### [REQUIREMENTS]
Display every line of the records below that contains the word "green", treating uppercase and lowercase letters as distinct.

### [TASK DATA]
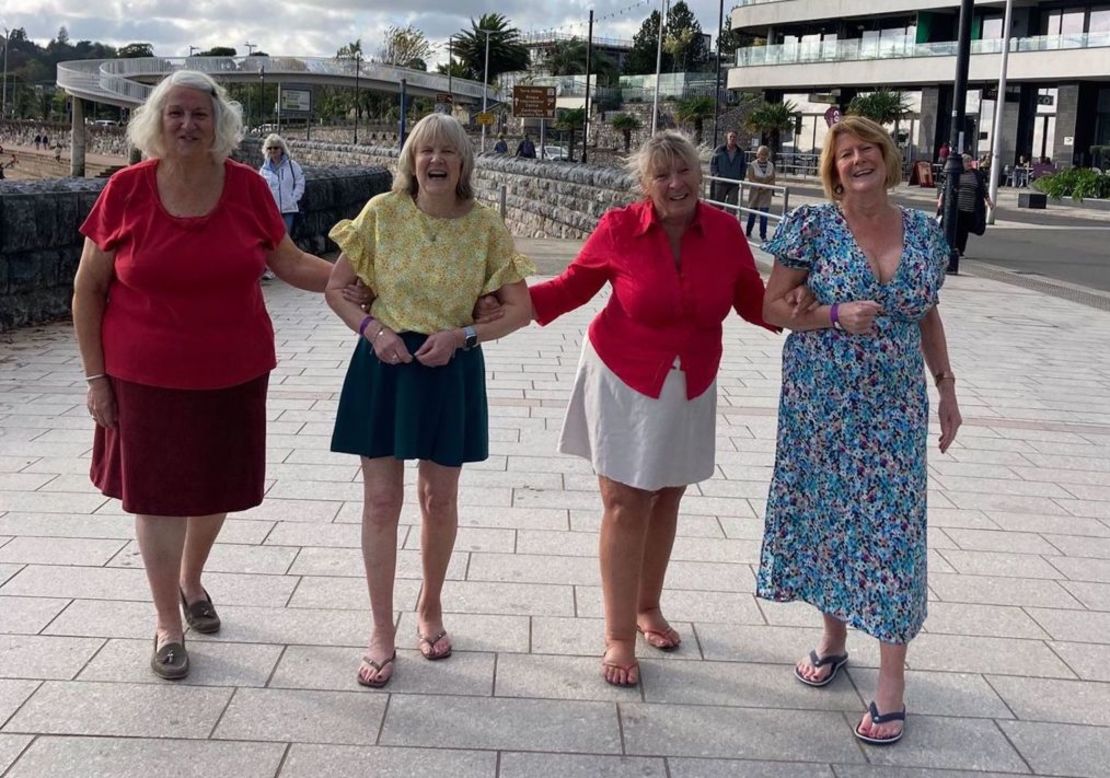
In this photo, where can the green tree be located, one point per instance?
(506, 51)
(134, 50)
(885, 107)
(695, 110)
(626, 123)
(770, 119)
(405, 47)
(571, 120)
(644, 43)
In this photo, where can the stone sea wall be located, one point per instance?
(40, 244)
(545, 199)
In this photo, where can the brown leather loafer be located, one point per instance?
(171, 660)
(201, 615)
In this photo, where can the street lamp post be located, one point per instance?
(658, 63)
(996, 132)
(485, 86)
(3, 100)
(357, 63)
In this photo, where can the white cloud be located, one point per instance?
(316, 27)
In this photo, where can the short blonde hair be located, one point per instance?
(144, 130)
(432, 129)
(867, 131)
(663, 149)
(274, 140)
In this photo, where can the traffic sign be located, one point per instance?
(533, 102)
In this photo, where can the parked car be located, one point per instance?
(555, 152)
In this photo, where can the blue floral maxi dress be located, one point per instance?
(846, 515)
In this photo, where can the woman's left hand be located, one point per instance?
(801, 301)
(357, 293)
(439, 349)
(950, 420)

---

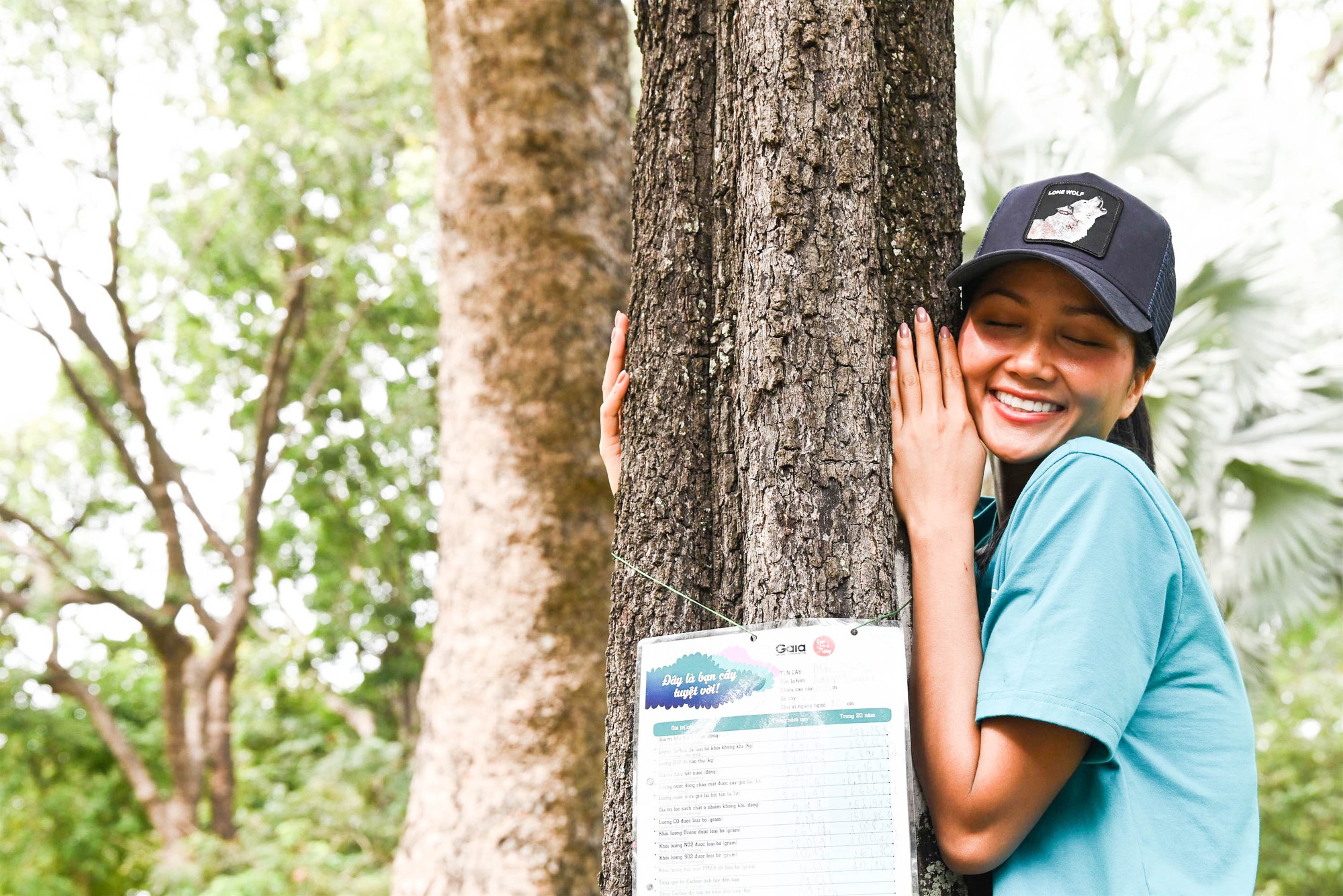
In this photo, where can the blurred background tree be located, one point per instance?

...

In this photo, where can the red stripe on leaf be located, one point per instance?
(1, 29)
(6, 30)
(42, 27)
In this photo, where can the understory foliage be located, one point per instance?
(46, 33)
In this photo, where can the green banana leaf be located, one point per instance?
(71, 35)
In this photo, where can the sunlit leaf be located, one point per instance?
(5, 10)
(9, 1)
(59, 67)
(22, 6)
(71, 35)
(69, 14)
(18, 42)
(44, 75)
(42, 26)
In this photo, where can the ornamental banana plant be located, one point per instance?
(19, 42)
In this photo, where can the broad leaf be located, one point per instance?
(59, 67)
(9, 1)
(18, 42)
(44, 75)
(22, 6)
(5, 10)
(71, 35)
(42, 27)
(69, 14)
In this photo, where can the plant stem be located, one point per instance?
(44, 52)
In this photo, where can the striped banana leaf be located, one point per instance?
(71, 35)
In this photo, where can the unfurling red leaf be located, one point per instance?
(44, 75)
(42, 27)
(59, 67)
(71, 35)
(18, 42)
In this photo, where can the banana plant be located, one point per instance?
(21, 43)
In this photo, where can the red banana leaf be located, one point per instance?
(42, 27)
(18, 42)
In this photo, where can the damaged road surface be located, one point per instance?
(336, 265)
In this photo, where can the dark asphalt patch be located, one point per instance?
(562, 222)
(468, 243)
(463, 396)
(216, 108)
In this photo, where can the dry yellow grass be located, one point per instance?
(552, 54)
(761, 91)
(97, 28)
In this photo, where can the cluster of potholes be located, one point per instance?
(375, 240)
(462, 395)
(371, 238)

### [WRITTEN REPLY]
In this photo, where can the green tree be located, one point per instance?
In this photo, where can the green banana leaf be located, one point per instance?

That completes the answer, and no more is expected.